# [Excerto selecionado]
----
Sem prejuízo de tudo o que se deixou dito, e sem conceder, caso o negócio em apreço não fosse enquadrado no âmbito da resolução incondicional, como aqui se invoca "tout court" ao abrigo do artigo 121.º, n.º l alínea b), a transmissão gratuita do veículo para a propriedade de V. Excia não se eximirá à sua subsunção na sua resolução condicional, tal porque, atendendo ao curto hiato de tempo entre a celebração desse negócio e depois o início dos autos de insolvência, sendo V. Excia filha do insolvente, a má fé da V. parte na sua celebração é legalmente presumida (nos termos e para os efeitos do considerando no artigo 120.º n.º 4 do CIRE), fazendo-se presumir, assim, que v. Excia tinha perfeito conhecimento das circunstâncias previstas nas alíneas a) ou b) n.º 5 do artigo 120.º do CIRE.
a) A situação de insolvência do devedor (vide art.º 3.º do CIRE);
b) Da prejudicialidade do ato e da situação de insolvência iminente do devedor (cfr. art.º 3.º n. º 4 do CIRE)-prejudicialidade essa definida no n.º 2 do artigo 120.º do CIRE e que é presumida ius et iure pelo seu n.º 3.
Com a celebração do negócio em questão, o Insolvente viu-se privado de ativo com valor relevante, contribuindo tal ato para a sua situação de insolvência ou agravando-a, prejudicando todos os Credores do Insolvente.

MÁ-FÉ:

No cumprimento do n.º 1 do artigo 120.º do CIRE, podem ser resolvidos em beneficio da Massa Insolvente os atos prejudiciais à Massa praticados ou omitidos dentro dos dois anos anteriores à data do início do Processo de Insolvência.
Sendo que no n.º 2 consideram-se prejudiciais à Massa os atos que diminuam ou retardem a satisfação dos Credores da Insolvência.
No n. º 3, como o já referido, presumem-se prejudiciais à massa, sem admissão de prova em contrário, os atos de qualquer tipo referidos no artigo 121.º do mesmo Código, ainda que praticados ou omitidos fora dos prazos aí contemplados.
No n.º 4 conclui-se que a resolução pressupõe a má-fé do terceiro, a qual se presume quanto a atos cuja prática ou omissão tenha ocorrido dentro dos dois anos anteriores ao início do Processo de Insolvência e em que tenha participado ou de que tenha aproveitado pessoa especialmente relacionada com o Insolvente, ainda que a relação especial não existisse a essa data, o que é manifestamente o caso em apreço.
No n.º 5 do mesmo artigo, entende-se por má-fé o conhecimento, à data do ato, das seguintes circunstâncias:
- De que o devedor se encontrava em situação de insolvência;
- Do caracter prejudicial do ato e de que o devedor se encontrava à data em situação de insolvência iminente.
- Do início do processo de insolvência.
Entendendo-se, como se entende, porque nenhuma evidência para si resultou que alguma quantia tinha sido entregue por V. Excia. ao Insolvente com a transmissão do veículo para a V. propriedade, nem antes sequer, não correspondendo à verdade também a declaração da sua onerosidade evidenciada no requerimento para o seu registo a V /favor, essa factualidade como resolução de atos gratuitos encontra-se, como o predito, prevista na alínea b) do n. 0 1 do artigo 121. º do CIRE, pelo que a má-fé, tal qual a prejudicialidade fica demonstrada por natureza, ius et iure.
----
# [Dados extraídos]
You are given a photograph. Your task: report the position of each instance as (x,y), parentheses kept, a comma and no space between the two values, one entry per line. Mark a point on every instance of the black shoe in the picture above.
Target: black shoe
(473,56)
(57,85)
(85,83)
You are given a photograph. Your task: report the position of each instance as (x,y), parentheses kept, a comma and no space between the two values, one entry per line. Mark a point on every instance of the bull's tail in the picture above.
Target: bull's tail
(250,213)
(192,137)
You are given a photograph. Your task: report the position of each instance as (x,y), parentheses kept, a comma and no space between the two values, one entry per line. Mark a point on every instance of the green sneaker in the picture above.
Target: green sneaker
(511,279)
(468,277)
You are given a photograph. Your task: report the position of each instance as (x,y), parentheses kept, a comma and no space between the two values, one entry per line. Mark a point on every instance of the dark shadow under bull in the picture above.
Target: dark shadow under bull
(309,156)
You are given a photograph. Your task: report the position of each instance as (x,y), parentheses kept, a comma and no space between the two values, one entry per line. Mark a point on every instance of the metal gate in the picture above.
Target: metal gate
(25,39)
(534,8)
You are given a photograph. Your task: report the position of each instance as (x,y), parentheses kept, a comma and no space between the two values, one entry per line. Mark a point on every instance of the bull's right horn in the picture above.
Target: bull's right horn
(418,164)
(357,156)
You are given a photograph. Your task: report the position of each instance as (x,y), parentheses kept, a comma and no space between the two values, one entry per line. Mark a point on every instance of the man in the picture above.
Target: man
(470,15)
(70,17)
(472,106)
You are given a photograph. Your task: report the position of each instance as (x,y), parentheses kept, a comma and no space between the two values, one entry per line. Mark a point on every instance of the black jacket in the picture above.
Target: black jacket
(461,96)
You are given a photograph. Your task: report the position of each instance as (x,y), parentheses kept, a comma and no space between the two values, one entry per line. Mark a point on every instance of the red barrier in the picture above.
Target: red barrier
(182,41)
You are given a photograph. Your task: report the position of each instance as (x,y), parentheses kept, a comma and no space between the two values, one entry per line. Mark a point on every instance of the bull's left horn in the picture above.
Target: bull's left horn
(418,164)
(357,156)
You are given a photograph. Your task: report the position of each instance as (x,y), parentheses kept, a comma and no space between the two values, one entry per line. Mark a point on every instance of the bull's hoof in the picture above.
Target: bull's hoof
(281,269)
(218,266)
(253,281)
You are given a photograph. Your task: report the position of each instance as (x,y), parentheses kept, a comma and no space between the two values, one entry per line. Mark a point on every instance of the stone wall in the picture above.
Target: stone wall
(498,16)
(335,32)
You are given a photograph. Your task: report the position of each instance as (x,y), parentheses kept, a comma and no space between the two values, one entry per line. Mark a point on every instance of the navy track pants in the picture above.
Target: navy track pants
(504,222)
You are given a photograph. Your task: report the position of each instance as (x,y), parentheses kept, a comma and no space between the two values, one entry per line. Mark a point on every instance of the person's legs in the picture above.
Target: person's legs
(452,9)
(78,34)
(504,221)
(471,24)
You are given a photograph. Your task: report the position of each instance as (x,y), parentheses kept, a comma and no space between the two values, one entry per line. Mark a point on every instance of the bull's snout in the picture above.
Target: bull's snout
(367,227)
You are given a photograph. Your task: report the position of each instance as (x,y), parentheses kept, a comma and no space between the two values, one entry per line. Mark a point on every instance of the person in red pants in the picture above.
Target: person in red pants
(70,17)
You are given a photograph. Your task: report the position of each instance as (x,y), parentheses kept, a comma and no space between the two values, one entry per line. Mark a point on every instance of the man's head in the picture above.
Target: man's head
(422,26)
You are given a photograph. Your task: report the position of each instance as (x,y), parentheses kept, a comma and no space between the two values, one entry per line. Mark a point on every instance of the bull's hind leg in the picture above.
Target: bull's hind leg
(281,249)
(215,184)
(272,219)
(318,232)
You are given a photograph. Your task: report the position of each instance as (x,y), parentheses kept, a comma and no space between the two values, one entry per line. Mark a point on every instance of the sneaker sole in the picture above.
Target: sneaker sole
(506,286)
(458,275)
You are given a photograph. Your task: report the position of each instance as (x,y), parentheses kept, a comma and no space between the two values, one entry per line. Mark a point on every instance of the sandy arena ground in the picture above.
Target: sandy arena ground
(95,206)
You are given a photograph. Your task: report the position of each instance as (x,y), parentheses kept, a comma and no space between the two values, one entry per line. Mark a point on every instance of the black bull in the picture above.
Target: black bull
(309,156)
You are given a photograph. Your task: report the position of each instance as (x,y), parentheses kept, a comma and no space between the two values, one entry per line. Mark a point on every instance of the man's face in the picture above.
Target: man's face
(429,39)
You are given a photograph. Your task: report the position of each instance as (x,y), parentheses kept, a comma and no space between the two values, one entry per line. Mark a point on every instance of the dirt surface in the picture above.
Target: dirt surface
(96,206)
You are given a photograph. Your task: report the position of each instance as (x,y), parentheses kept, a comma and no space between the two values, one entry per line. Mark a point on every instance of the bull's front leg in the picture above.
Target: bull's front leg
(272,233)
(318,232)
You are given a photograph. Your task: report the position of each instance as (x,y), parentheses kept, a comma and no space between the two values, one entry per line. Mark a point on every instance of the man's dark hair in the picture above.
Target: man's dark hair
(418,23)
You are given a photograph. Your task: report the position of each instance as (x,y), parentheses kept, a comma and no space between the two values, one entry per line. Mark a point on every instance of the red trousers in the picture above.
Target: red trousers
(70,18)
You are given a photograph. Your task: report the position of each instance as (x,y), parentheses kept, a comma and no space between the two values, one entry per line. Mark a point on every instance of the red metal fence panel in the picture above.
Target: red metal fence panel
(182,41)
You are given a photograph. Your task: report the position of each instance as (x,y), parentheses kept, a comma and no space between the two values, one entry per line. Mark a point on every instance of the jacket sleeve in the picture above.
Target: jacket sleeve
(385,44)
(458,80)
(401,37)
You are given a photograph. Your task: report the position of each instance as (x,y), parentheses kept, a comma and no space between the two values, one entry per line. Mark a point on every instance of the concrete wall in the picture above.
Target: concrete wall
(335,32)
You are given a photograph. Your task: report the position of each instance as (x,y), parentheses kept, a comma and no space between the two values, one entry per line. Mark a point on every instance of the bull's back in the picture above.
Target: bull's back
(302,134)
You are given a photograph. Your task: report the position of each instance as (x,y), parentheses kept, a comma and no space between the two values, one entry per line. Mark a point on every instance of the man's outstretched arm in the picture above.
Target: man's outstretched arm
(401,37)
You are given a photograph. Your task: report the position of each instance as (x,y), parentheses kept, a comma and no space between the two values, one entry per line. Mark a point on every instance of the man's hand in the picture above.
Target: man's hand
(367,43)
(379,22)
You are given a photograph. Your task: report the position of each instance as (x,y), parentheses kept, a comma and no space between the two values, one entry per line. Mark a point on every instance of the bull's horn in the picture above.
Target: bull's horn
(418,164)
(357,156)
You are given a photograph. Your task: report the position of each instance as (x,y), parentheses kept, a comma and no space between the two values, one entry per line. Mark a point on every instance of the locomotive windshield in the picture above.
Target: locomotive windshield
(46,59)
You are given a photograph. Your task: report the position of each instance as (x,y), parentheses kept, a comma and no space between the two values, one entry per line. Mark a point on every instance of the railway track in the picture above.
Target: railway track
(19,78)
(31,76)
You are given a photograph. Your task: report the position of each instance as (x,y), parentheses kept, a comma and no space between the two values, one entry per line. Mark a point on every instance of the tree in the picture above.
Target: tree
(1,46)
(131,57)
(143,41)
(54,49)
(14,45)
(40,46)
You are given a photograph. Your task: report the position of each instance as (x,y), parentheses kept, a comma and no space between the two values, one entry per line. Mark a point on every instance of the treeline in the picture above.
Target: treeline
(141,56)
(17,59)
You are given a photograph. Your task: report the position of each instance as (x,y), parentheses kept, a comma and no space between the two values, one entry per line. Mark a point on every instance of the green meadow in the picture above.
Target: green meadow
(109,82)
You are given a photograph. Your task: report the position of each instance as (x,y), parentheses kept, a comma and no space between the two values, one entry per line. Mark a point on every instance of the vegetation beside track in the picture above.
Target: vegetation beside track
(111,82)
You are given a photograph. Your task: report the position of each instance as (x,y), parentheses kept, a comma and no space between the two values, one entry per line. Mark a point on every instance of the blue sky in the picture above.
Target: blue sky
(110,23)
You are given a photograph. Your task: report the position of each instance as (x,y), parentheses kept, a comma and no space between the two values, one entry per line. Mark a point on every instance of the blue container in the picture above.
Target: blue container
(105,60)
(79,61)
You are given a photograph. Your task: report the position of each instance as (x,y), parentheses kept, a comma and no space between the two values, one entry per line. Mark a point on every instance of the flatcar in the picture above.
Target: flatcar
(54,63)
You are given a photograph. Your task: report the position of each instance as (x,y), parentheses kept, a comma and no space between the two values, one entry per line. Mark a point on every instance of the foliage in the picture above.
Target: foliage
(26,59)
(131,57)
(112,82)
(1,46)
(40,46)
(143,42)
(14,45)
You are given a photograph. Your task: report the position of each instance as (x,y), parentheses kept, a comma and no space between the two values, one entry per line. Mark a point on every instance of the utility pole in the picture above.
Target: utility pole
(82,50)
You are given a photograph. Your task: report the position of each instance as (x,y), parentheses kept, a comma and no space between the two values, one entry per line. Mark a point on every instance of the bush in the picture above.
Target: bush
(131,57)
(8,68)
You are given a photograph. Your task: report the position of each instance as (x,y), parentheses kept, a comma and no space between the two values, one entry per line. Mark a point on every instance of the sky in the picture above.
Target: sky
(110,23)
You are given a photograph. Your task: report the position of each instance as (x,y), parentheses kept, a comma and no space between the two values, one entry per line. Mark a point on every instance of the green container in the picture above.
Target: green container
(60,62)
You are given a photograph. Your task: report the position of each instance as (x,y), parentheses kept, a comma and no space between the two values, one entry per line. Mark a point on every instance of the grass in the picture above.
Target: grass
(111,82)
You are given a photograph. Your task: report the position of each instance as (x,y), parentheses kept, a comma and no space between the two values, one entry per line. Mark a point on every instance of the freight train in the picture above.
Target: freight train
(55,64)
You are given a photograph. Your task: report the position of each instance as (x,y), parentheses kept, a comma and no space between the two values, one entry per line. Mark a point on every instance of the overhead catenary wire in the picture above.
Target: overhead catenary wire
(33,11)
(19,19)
----
# [Tarefas propostas]
(A) Reescreva em forma de lista o parágrafo do excerto selecionado que começa por "No n.º 4 conclui-se", mantendo os seus factos principais.
(B) De acordo com o excerto selecionado, dentro de que prazo devem ter sido praticados ou omitidos os atos prejudiciais para poderem ser resolvidos em benefício da Massa Insolvente?
(C) Prossiga o excerto sobre a resolução de atos em benefício da massa insolvente a partir da sua última frase.

# [Respostas do exercício]
(A)
- A resolução pressupõe a má-fé do terceiro.
- A má-fé presume-se quanto a atos praticados ou omitidos nos dois anos anteriores ao início do Processo de Insolvência.
- Exige-se ainda que nesses atos tenha participado, ou deles tenha aproveitado, pessoa especialmente relacionada com o Insolvente, mesmo que a relação especial não existisse a essa data.
- É manifestamente o caso em apreço.

(B) Dentro dos dois anos anteriores à data do início do Processo de Insolvência.

(C)
Então atenda-se ainda:

Pela relação familiar tão estreita de V. Excia com o insolvente não podia deixar de manter um conhecimento muito estreito quanto situação económica e financeira do Insolvente, uma realidade deveras debilitada que levou à sua declaração de insolvência.
Ora, não ignorava nem podia ignorar a situação de tanta debilidade económico-financeira que atravessava o senhor V/ pai.
Tão próxima se encontrava, teria inegavelmente de perceber as dificuldades económicas e financeiras em que o Insolvente atravessava, que se encontrava situação de geral incumprimento das suas dívidas.
Não podia ignorar, não é nada crível, que ao adquirir o bem móvel cujo negócio é objeto da /v'I presente declaração de resolução, ademais gratuitamente, conhecendo que a insolvência do devedor era atual ou iminente, está por demais provada a má-fé, presumida legalmente, pela especial relação de descendente direta do devedor.
Assim, só se pode concluir, conduziu-se V. Excia de manifesta má-fé quando realizou o negócio posto em crise com o Insolvente.
Mercê de tudo aquilo quanto antecedentemente se deixou arrimado, resolve-se o negócio de transmissão de propriedade do veículo ligeiro de passageiros de matrícula ..-SZ-.., cujo registo a V/ favor foi realizado em 09.12.2021, nos termos evidenciados supra, primeiro com base na al. b) do n.º 1 do artigo 121. º do CIRE, porque realizado gratuitamente, ou porque simulada a declaração do seu registo como "compra-e-venda" se tratasse dissimulada, está nele dissimulado o ato gratuito da sua transmissão para V. Excia que se celebrou em período crítico, e, sem conceder, também fundada a sua resolução nos termos do artigo 120.º n.º s 1 a 5 do mesmo Código.
Informo ainda V. Excia de que nos termos e para os efeitos do preceituado no artigo 125.º do CIRE, dispõe do prazo de 3 (TRÊS) meses para impugnar a presente resolução, devendo fazê-lo nos próprios autos de insolvência.”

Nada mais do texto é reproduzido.